[begin DATA FOR THIS TASK]
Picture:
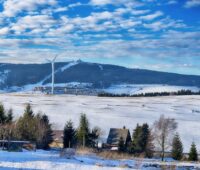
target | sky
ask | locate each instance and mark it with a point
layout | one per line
(161, 35)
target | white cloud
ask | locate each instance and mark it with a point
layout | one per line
(127, 3)
(13, 7)
(192, 3)
(32, 22)
(4, 31)
(152, 16)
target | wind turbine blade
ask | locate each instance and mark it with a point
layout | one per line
(49, 61)
(55, 58)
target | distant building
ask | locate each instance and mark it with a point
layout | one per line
(17, 146)
(115, 135)
(57, 139)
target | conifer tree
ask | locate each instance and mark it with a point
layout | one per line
(9, 117)
(121, 145)
(25, 126)
(83, 131)
(193, 155)
(94, 135)
(177, 148)
(44, 132)
(69, 135)
(2, 114)
(136, 143)
(142, 140)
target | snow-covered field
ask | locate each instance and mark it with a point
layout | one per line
(50, 160)
(141, 88)
(114, 112)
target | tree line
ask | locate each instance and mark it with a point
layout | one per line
(29, 127)
(152, 94)
(162, 136)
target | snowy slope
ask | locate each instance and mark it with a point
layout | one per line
(141, 88)
(120, 111)
(50, 160)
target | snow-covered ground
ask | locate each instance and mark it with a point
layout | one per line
(43, 160)
(141, 88)
(114, 112)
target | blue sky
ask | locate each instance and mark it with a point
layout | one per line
(159, 35)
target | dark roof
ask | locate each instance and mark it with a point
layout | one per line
(58, 135)
(116, 134)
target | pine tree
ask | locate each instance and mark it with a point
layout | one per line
(136, 143)
(69, 135)
(121, 145)
(25, 126)
(83, 131)
(94, 135)
(28, 110)
(144, 137)
(193, 155)
(9, 117)
(44, 132)
(177, 148)
(2, 114)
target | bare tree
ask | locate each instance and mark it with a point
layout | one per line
(163, 131)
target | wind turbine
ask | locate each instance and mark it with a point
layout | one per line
(53, 73)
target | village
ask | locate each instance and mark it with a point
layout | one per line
(34, 131)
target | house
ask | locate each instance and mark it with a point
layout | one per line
(115, 135)
(17, 146)
(57, 139)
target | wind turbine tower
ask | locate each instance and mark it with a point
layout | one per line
(53, 73)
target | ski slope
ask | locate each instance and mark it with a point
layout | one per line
(149, 88)
(50, 160)
(114, 112)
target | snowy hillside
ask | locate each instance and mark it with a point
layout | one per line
(50, 160)
(19, 77)
(141, 88)
(119, 111)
[end DATA FOR THIS TASK]
- **TO BE DONE**:
Leave the pictures out and write out every entry exactly as given.

- **OUTPUT OF THE TASK**:
Picture:
target | sky
ask | locate each instance and mark it with a point
layout | one per line
(161, 35)
target | white cloud
ask | locate each instance and mark it with a point
layout | one per line
(127, 3)
(13, 7)
(192, 3)
(32, 22)
(4, 31)
(152, 16)
target | wind turbine blade
ask | locate each instance and mark it with a point
layout | one per line
(49, 61)
(55, 58)
target | distant building
ask | locate each instance and mark it with a point
layout | one per line
(17, 146)
(115, 135)
(57, 139)
target | conifer tree
ask | locate each instance and mark it with a point
layout | one per line
(9, 117)
(121, 145)
(25, 126)
(83, 131)
(193, 155)
(94, 135)
(177, 148)
(44, 132)
(69, 135)
(2, 114)
(136, 143)
(142, 140)
target | snow-covered field
ask | locate each instance and mark it with a point
layout | one per line
(50, 160)
(141, 88)
(114, 112)
target | tree line
ask | locate each instance and mark it with a point
layout | one per line
(29, 127)
(152, 94)
(162, 136)
target | snowy slope
ask | locate each instance and mark it with a point
layout | one per line
(141, 88)
(120, 111)
(50, 160)
target | snow-covered ground
ask | locate each instance and mark it with a point
layout | one per line
(43, 160)
(141, 88)
(114, 112)
target | blue sky
ask | locate each instance and mark it with a point
layout | one per line
(159, 35)
target | dark roof
ask | locate each instance and mark it with a point
layout | one per line
(58, 135)
(116, 134)
target | pine tree
ask | locate each instance and mark it with a point
layout | one per line
(136, 143)
(69, 135)
(121, 145)
(25, 126)
(83, 131)
(94, 135)
(28, 110)
(144, 137)
(193, 155)
(9, 117)
(44, 132)
(177, 148)
(2, 114)
target | bare tree
ask | locate each instance and mark it with a point
layout | one per line
(163, 131)
target | wind turbine
ask | locate each instance and mark it with a point
layout | one per line
(53, 73)
target | village
ask | locate each instance and mark it with a point
layout | one per line
(34, 131)
target | house
ask | locate each instance and mark it with a point
layout | one per line
(115, 135)
(17, 146)
(57, 139)
target | wind turbine tower
ask | locate each instance and mark it with a point
layout | one per line
(53, 73)
target | ski slope
ask | locate each instance and mark it with a point
layout | one per line
(149, 88)
(50, 160)
(114, 112)
target | snowy hillside
ask | locate each instance and mark it with a point
layout | one per line
(50, 160)
(19, 77)
(141, 88)
(119, 111)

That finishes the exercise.